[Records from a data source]
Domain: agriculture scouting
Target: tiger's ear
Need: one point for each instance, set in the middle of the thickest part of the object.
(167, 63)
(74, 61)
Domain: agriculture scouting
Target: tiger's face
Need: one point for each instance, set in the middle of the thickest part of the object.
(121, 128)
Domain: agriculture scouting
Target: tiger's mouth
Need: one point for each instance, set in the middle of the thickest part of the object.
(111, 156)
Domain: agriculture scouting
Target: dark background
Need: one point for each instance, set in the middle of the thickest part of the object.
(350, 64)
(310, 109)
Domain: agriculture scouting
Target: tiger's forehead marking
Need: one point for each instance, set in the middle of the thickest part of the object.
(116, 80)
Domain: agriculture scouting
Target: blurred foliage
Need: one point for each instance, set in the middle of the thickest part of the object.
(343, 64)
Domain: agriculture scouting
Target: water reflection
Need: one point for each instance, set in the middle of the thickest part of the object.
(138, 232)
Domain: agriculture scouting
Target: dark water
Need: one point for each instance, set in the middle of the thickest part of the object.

Requirement =>
Every line above must be repeated exactly as it appears.

Worked solution =>
Domain: agriculture scouting
Target: tiger's ear
Need: one point for each instance, set in the middle of the thickest part of the object.
(167, 63)
(74, 61)
Domain: agriculture scouting
Target: tiger's face
Need: one point for each instance, set in the middle of the thickest part of the object.
(121, 128)
Domain: agriculture scouting
Target: tiger's mouth
Need: one point for each instance, set in the middle of the thickest part of the object.
(111, 156)
Domain: agriculture scouting
Target: dark background
Need: one point for each instance, set in the middle of the thickest part of the object.
(350, 64)
(310, 109)
Domain: agriculture scouting
Target: tiger's forehead marking
Need: one point for each instance, set in the middle of the thickest part of the object.
(116, 80)
Domain: agriculture scouting
Target: blurred foliage
Need: one point for each instance, set in the middle of the thickest part of the object.
(343, 64)
Domain: agriculture scouting
Target: water reflection
Need: one point for each instance, set in the middle of the thickest part of the object.
(138, 232)
Domain: agriculture scouting
Target: dark water
Need: one point for each instance, set in the middle of the thickest part of the object.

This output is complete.